(Records excerpted from a collection)
☆ ☆ ☆ ☆

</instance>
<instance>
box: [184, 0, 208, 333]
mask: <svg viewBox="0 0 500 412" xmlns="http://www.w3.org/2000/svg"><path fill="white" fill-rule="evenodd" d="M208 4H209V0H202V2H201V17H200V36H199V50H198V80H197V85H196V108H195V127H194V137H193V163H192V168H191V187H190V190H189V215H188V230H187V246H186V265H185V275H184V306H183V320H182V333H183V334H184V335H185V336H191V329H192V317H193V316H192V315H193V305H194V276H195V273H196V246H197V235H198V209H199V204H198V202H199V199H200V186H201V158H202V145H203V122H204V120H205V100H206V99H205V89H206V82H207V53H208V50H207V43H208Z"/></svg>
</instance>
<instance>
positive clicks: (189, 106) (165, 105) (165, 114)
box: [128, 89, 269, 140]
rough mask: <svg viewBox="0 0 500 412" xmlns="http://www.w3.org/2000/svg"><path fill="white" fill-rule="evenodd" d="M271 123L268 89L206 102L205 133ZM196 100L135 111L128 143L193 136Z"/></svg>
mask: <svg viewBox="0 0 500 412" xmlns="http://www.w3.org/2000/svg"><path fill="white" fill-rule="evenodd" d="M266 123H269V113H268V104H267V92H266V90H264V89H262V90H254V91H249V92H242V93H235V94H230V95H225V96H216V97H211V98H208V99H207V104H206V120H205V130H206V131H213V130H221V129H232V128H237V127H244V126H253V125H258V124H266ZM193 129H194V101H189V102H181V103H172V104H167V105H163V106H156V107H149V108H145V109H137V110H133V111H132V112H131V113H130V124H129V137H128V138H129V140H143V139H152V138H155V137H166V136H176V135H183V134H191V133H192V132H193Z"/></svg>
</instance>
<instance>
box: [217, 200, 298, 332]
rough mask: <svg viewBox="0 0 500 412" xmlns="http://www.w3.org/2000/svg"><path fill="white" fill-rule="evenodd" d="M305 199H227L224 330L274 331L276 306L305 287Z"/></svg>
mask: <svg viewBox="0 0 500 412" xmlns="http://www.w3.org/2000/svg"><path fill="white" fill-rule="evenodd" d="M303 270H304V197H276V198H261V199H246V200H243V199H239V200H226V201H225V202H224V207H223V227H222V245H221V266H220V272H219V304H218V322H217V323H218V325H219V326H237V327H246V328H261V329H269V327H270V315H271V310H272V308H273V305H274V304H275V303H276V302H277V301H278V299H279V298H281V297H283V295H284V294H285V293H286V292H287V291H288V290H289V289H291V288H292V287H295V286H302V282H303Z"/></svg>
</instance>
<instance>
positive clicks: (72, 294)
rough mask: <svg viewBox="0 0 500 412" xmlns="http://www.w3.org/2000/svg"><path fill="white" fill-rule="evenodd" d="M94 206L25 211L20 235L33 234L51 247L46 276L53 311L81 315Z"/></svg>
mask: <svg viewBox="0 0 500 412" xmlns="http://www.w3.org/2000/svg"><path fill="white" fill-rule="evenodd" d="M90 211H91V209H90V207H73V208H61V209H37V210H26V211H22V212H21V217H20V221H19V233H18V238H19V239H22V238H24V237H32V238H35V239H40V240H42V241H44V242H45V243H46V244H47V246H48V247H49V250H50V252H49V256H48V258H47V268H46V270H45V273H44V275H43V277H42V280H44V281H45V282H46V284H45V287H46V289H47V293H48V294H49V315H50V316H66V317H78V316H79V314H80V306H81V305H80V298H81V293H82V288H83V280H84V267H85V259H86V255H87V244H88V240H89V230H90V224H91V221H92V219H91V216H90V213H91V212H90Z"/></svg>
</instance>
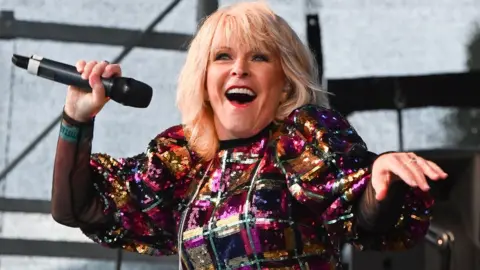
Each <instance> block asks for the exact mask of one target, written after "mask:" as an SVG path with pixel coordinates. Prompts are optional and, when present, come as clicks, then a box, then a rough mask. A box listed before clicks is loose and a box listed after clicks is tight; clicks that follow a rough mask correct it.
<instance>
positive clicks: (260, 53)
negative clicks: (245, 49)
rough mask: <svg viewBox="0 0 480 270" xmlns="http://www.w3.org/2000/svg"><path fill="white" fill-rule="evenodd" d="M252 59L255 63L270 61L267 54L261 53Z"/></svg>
mask: <svg viewBox="0 0 480 270" xmlns="http://www.w3.org/2000/svg"><path fill="white" fill-rule="evenodd" d="M252 58H253V60H254V61H262V62H267V61H268V57H267V56H266V55H265V54H261V53H257V54H254V55H253V57H252Z"/></svg>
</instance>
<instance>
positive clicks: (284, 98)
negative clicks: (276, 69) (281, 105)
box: [280, 82, 292, 103]
mask: <svg viewBox="0 0 480 270" xmlns="http://www.w3.org/2000/svg"><path fill="white" fill-rule="evenodd" d="M291 92H292V84H291V83H289V82H287V84H286V85H285V87H284V88H283V90H282V93H281V94H280V103H284V102H286V101H287V100H288V97H289V96H290V93H291Z"/></svg>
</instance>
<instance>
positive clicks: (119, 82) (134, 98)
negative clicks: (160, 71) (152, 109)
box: [109, 77, 153, 108]
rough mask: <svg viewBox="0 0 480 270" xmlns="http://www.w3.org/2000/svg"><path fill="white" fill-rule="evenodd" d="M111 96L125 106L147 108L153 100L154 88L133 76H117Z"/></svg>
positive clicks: (113, 98)
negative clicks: (131, 77) (152, 97)
mask: <svg viewBox="0 0 480 270" xmlns="http://www.w3.org/2000/svg"><path fill="white" fill-rule="evenodd" d="M109 96H110V98H111V99H112V100H114V101H116V102H118V103H120V104H123V105H125V106H130V107H135V108H146V107H148V105H150V101H152V96H153V90H152V87H150V86H149V85H148V84H145V83H143V82H139V81H137V80H134V79H132V78H126V77H116V78H114V79H113V85H112V88H111V91H110V95H109Z"/></svg>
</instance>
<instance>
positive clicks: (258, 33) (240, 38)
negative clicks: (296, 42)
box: [211, 16, 277, 51]
mask: <svg viewBox="0 0 480 270" xmlns="http://www.w3.org/2000/svg"><path fill="white" fill-rule="evenodd" d="M224 47H228V48H233V49H241V50H250V51H255V50H262V51H265V50H267V51H277V49H276V48H277V45H276V42H275V39H274V38H273V36H272V34H271V33H270V31H268V30H267V27H265V25H262V24H261V23H258V22H256V23H255V24H254V22H251V21H249V20H239V19H238V18H235V17H233V16H226V17H224V18H223V20H221V21H220V22H219V23H218V24H217V25H216V29H215V31H214V33H213V37H212V43H211V48H212V49H217V48H224Z"/></svg>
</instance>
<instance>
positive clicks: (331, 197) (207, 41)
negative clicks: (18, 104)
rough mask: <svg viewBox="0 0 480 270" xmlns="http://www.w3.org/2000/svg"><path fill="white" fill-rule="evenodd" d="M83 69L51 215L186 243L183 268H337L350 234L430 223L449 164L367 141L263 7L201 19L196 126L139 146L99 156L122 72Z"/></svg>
mask: <svg viewBox="0 0 480 270" xmlns="http://www.w3.org/2000/svg"><path fill="white" fill-rule="evenodd" d="M77 68H78V71H79V72H81V73H82V76H83V77H84V78H85V79H87V78H88V79H89V81H90V84H91V86H92V88H93V92H92V93H89V94H85V93H84V92H82V91H80V90H79V89H75V88H73V87H70V88H69V91H68V94H67V100H66V103H65V107H64V119H63V120H62V122H61V129H60V136H59V140H58V148H57V152H56V158H55V170H54V183H53V195H52V204H53V206H52V207H53V208H52V214H53V217H54V219H55V220H56V221H57V222H59V223H61V224H64V225H67V226H72V227H79V228H80V229H81V230H82V231H83V232H84V233H85V234H86V235H87V236H88V237H90V238H91V239H93V240H94V241H96V242H98V243H100V244H103V245H105V246H108V247H121V248H124V249H126V250H130V251H134V252H138V253H143V254H150V255H156V256H159V255H171V254H179V256H180V258H181V263H182V267H183V268H184V269H275V268H281V267H283V268H285V267H291V268H292V269H293V268H294V269H334V268H336V267H339V249H340V247H341V245H342V244H343V243H352V244H354V245H355V246H358V247H360V248H362V249H376V250H398V249H404V248H410V247H412V246H413V245H415V243H416V242H418V241H419V240H421V239H422V238H423V236H424V234H425V233H426V231H427V228H428V226H429V217H430V207H431V205H432V199H431V198H430V197H429V196H428V188H429V187H428V184H427V181H426V177H428V178H430V179H432V180H437V179H443V178H445V177H446V174H445V173H444V172H443V171H442V170H441V169H440V168H439V167H438V166H437V165H436V164H434V163H433V162H431V161H427V160H424V159H422V158H420V157H417V156H416V155H414V154H413V153H385V154H383V155H380V156H377V155H375V154H373V153H370V152H368V150H367V148H366V146H365V144H364V142H363V141H362V139H361V138H360V137H359V136H358V135H357V133H356V132H355V130H354V129H353V128H352V127H351V126H350V125H349V123H348V122H347V121H346V120H345V119H344V118H342V116H341V115H339V114H338V113H336V112H335V111H333V110H331V109H328V104H327V98H326V95H325V93H324V92H322V91H321V90H320V89H319V87H318V82H317V78H316V71H315V62H314V61H313V57H312V55H311V54H310V53H309V51H308V49H307V48H306V47H305V46H304V45H302V43H301V41H300V40H299V38H298V37H297V36H296V35H295V33H294V32H293V30H292V29H291V28H290V27H289V26H288V24H287V23H286V22H285V21H284V20H283V19H282V18H280V17H279V16H277V15H275V14H274V13H273V12H272V11H271V10H270V9H268V7H266V6H265V5H264V4H260V3H242V4H237V5H234V6H231V7H228V8H224V9H220V10H218V11H217V12H215V13H214V14H212V15H211V16H210V17H209V18H208V19H207V20H206V21H205V22H204V23H203V24H202V26H201V28H200V29H199V31H198V33H197V35H196V37H195V39H194V40H193V41H192V44H191V46H190V49H189V51H188V55H187V60H186V63H185V66H184V67H183V70H182V71H181V74H180V78H179V81H178V100H177V102H178V105H179V109H180V111H181V113H182V118H183V119H182V120H183V123H182V125H178V126H174V127H171V128H169V129H167V130H165V131H164V132H162V133H161V134H159V135H158V136H157V137H155V138H154V139H153V140H152V141H151V142H150V143H149V145H148V147H147V149H146V151H145V152H144V153H142V154H139V155H137V156H134V157H129V158H124V159H114V158H113V157H111V156H109V155H106V154H91V142H92V134H93V126H94V124H93V123H94V116H95V115H96V114H97V113H98V112H99V111H100V110H101V109H102V107H103V106H104V104H105V103H106V102H107V101H108V99H107V98H105V95H104V89H103V88H102V86H101V83H100V76H103V77H111V76H119V75H120V74H121V69H120V67H119V66H118V65H112V64H108V63H106V62H99V63H97V62H95V61H92V62H89V63H86V62H85V61H79V62H78V63H77ZM316 94H317V95H319V96H318V98H317V100H319V102H320V104H321V105H320V106H317V105H311V103H312V102H313V101H314V98H315V95H316Z"/></svg>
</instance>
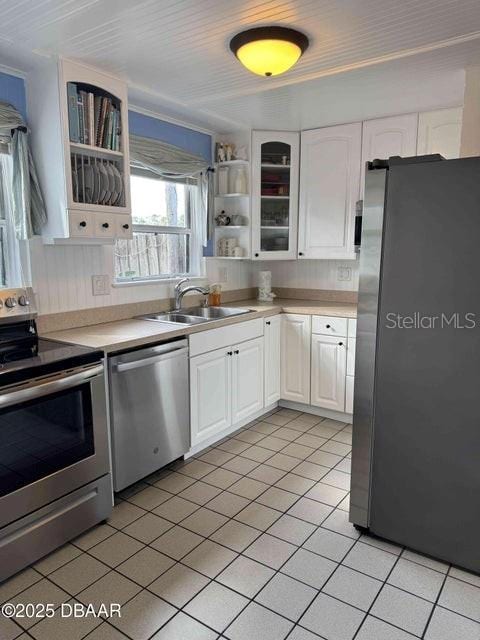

☆ ☆ ☆ ☆

• _DIRECTIONS FOR THIS TASK_: Would you retype exactly the lines above, from the line with "positive clicks: (119, 82) (134, 98)" to the line with "box: [109, 77, 153, 108]", with both end lines kept and nothing more?

• _EXERCISE RESULT_:
positive clicks: (119, 82) (134, 98)
negative clicks: (160, 71) (152, 109)
box: [109, 77, 153, 108]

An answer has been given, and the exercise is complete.